>> start

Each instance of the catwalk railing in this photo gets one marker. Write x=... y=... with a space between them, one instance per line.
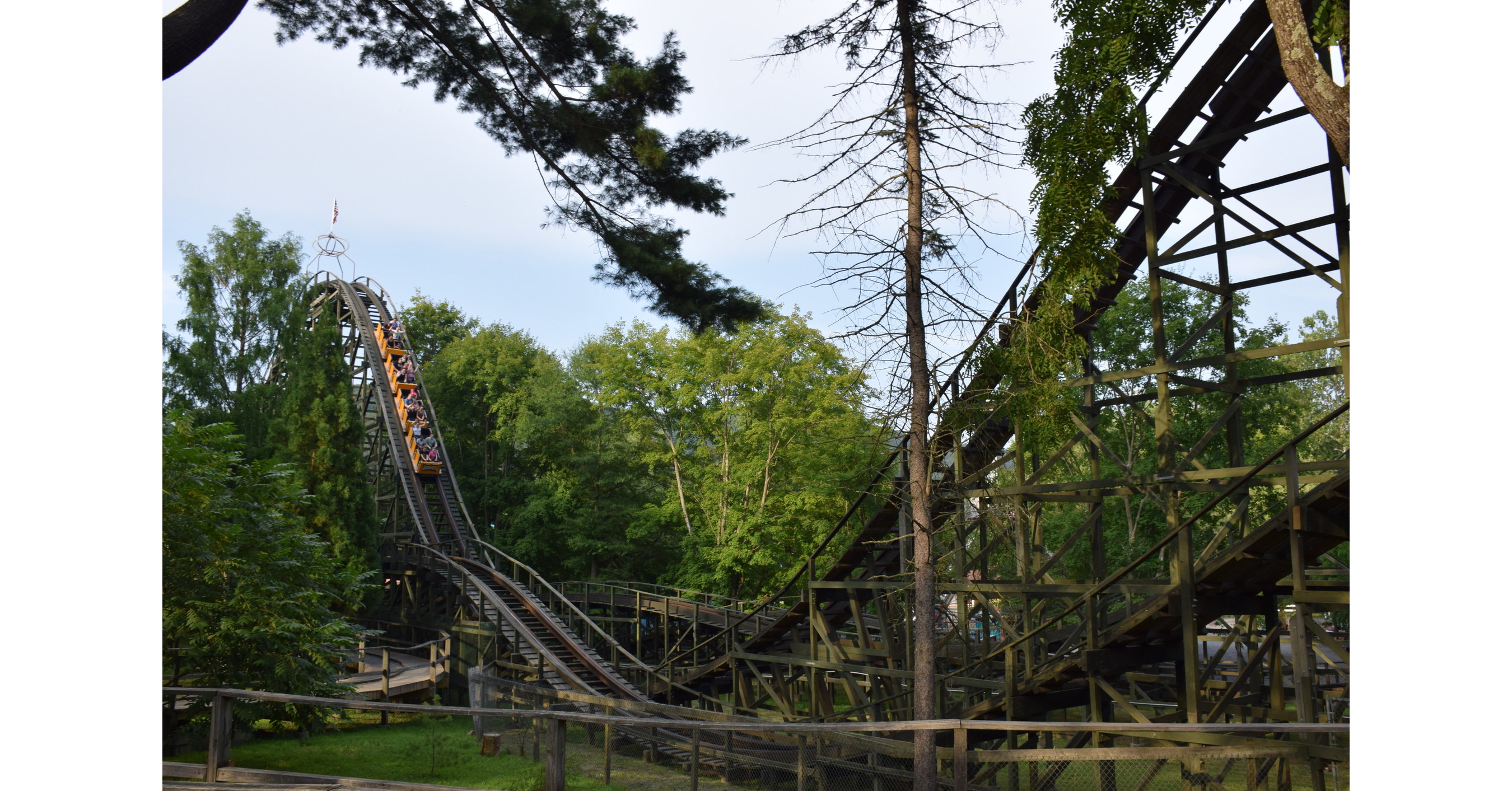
x=822 y=752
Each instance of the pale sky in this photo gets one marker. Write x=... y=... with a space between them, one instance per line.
x=428 y=202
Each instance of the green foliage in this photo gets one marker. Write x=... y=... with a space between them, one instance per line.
x=431 y=326
x=763 y=433
x=239 y=289
x=1272 y=415
x=359 y=748
x=552 y=79
x=577 y=469
x=545 y=475
x=250 y=595
x=321 y=433
x=1071 y=137
x=439 y=748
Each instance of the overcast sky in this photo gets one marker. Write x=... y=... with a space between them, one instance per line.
x=430 y=203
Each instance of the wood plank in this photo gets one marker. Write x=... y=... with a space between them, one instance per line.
x=1135 y=753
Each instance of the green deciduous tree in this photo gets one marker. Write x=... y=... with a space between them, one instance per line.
x=430 y=324
x=321 y=432
x=897 y=146
x=548 y=475
x=764 y=436
x=552 y=79
x=251 y=596
x=239 y=289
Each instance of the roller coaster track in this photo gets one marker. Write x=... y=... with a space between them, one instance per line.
x=850 y=630
x=431 y=554
x=1061 y=666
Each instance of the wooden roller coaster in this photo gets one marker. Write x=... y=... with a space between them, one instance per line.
x=1215 y=622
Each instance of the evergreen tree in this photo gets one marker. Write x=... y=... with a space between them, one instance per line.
x=552 y=79
x=430 y=326
x=321 y=433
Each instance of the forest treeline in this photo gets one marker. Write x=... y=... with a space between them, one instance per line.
x=713 y=460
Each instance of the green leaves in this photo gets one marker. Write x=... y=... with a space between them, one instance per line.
x=250 y=596
x=551 y=78
x=239 y=291
x=761 y=441
x=431 y=326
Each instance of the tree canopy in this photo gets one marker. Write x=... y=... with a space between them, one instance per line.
x=251 y=596
x=552 y=79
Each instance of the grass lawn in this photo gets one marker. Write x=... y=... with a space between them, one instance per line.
x=441 y=752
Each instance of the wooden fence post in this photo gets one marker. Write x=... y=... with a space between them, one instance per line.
x=383 y=717
x=218 y=748
x=959 y=767
x=608 y=743
x=556 y=755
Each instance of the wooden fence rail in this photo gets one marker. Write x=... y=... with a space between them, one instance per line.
x=960 y=755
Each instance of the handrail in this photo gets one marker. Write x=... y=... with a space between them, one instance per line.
x=768 y=725
x=1076 y=607
x=627 y=586
x=592 y=625
x=504 y=611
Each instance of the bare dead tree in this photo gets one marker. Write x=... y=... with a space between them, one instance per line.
x=903 y=152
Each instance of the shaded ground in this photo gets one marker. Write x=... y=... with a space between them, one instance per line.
x=433 y=751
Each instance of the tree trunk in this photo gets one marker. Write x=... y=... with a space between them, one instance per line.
x=676 y=474
x=918 y=415
x=1327 y=100
x=191 y=27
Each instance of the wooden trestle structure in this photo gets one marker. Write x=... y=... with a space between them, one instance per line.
x=1213 y=624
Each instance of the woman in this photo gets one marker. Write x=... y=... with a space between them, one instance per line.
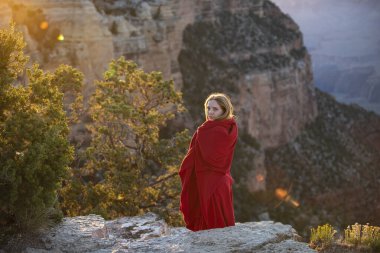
x=206 y=197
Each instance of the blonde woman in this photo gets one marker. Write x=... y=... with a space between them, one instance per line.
x=206 y=197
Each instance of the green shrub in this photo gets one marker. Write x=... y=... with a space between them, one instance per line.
x=363 y=235
x=322 y=237
x=34 y=147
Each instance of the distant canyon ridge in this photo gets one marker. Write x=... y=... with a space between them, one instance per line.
x=271 y=73
x=343 y=39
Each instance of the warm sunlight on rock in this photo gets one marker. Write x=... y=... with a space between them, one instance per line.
x=44 y=25
x=259 y=178
x=60 y=37
x=294 y=202
x=281 y=193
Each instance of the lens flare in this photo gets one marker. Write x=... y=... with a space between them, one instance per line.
x=44 y=25
x=281 y=193
x=61 y=37
x=259 y=178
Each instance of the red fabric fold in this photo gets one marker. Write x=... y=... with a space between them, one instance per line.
x=206 y=197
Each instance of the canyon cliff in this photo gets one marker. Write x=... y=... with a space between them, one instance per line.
x=247 y=49
x=266 y=67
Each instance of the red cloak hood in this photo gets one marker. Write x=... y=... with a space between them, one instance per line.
x=206 y=165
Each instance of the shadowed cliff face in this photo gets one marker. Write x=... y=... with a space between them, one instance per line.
x=249 y=50
x=343 y=40
x=257 y=57
x=332 y=169
x=254 y=53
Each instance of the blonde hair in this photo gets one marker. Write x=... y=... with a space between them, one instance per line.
x=224 y=102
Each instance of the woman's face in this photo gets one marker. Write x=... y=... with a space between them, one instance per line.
x=213 y=109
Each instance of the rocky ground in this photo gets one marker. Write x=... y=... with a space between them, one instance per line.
x=148 y=233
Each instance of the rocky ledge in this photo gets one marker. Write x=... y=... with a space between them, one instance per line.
x=148 y=233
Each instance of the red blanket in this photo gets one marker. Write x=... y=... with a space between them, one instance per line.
x=206 y=197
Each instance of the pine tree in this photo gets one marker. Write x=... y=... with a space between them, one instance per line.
x=129 y=168
x=34 y=150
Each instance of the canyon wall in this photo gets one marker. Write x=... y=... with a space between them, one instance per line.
x=273 y=91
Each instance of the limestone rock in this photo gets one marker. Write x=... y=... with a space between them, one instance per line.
x=148 y=233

>> end

[WHAT THIS TASK INVOLVES]: Reproduce the listing above exactly from the line containing "Each instance of the lens" through its last line, with both of those lines included.

[WORKED ANSWER]:
Each instance of the lens flare in this photo gets one marker. Write x=... y=... with a space between them, one instance per line.
x=44 y=25
x=281 y=193
x=61 y=37
x=259 y=178
Each instance of the red fabric fold in this photo gets one marker. Write x=... y=... with a space between them, one instance per line.
x=206 y=197
Each instance of the canyon cliff in this photo gets one marker. Write x=... y=... with a space between them, one instance per line.
x=247 y=49
x=266 y=67
Each instance of the red cloak hood in this photo gets one marker. Write x=... y=... with a space between them, one instance per line.
x=206 y=165
Each instance of the shadowed cliff face in this photo gets one marker. Write x=... y=... with a space between them, one instance per line.
x=249 y=50
x=343 y=40
x=257 y=57
x=332 y=169
x=254 y=53
Each instance of the blonde hair in this photo gets one marker. Write x=... y=... with a space between them, one instance per line.
x=224 y=102
Each instance of the woman's face in this photo gets one marker. Write x=... y=... with a space between them, one instance per line.
x=213 y=109
Each instance of the rocky ground in this photo gets one marker. Write x=... y=... with a space between them, one instance per line.
x=148 y=233
Each instance of the rocky ledge in this photo gets one marker. Write x=... y=... with a space between them, one instance per line.
x=148 y=233
Each instance of the red blanket in this photo gets one marker. Write x=... y=... with a space between them, one instance per line.
x=206 y=197
Each instance of the pine tree in this photo gets one marker. Write x=... y=... with a space between them, one instance per line.
x=129 y=168
x=34 y=150
Each instance of the canyon wall in this photo gets one marker. Write x=... y=... with a space between them, one instance per line.
x=273 y=91
Each instance of the limestone rock in this photo gets one marker. Write x=... y=... with a space between them, one instance per line.
x=148 y=233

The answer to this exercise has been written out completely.